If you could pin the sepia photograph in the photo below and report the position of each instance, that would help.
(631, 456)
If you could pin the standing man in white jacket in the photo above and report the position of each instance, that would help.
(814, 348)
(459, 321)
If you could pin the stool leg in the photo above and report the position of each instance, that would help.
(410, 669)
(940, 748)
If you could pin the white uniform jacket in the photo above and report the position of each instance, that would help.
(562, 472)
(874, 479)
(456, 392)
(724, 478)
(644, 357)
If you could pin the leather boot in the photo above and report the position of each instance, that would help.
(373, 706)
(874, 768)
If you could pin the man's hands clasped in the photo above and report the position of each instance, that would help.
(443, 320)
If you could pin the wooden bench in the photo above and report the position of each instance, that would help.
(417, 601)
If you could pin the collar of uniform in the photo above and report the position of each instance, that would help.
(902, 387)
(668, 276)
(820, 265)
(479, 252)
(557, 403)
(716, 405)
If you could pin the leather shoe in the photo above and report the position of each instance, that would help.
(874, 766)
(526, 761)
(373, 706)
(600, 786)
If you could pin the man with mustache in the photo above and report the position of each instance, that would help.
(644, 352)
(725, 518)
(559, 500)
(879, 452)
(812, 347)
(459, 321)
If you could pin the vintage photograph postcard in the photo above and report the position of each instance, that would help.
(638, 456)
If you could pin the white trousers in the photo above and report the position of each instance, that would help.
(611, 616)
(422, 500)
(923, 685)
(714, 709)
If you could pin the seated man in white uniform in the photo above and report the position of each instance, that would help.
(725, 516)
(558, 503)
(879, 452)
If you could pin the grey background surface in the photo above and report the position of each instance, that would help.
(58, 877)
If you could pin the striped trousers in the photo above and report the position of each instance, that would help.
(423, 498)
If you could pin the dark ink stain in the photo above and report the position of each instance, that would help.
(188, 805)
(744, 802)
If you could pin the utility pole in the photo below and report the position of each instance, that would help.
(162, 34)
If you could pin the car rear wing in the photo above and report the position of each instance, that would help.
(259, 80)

### How to complete this task
Once you find the line containing "If you could pin the leather boot", copy it and every line after it through the end of the records, exactly and nothing else.

### Written answer
If you could pin the leather boot in the photo above and report the position of each instance, that would help.
(373, 706)
(874, 768)
If you could pin the man's hands clasped in the photo above and report the position of each instance, that would help.
(443, 320)
If you could pin the wooden bench in the photo above and report the position of each instance, that would help.
(417, 601)
If you could pin the collar of uniform in the photo above and report the position of each instance, that would help.
(902, 387)
(668, 276)
(820, 265)
(479, 252)
(557, 403)
(716, 405)
If you could pin the leather shoe in the photo above and report the position of each instance, that would help.
(874, 766)
(526, 761)
(373, 706)
(600, 786)
If you could pin the man with mustache in the photo above and report the position of each instance, that would help.
(644, 352)
(725, 518)
(559, 500)
(879, 452)
(812, 347)
(459, 321)
If you could pin the vintage photograph postcard in the photo above and report the position of each instance, that would help.
(638, 456)
If you could pin the white trousers in the photo above and report the position of each instance, that would help.
(611, 616)
(422, 500)
(923, 685)
(714, 709)
If you could pin the seated man in white uniform in the photo above and report the position of each instance, that would help.
(725, 516)
(558, 503)
(879, 452)
If you could pin the grey background surface in the photo above and report the position of each instance, that would help.
(58, 877)
If you could pin the striped trousers in the photo above and report the position of each instance, that would help.
(423, 498)
If you could pin the dark ink stain in the photo above and report the position of each instance, that would help.
(188, 805)
(744, 802)
If you could pin the utility pole in the photo below and report the position of each instance, that would help.
(162, 34)
If you could pin the car rear wing in the photo above and report the position of each instance, that would help.
(259, 80)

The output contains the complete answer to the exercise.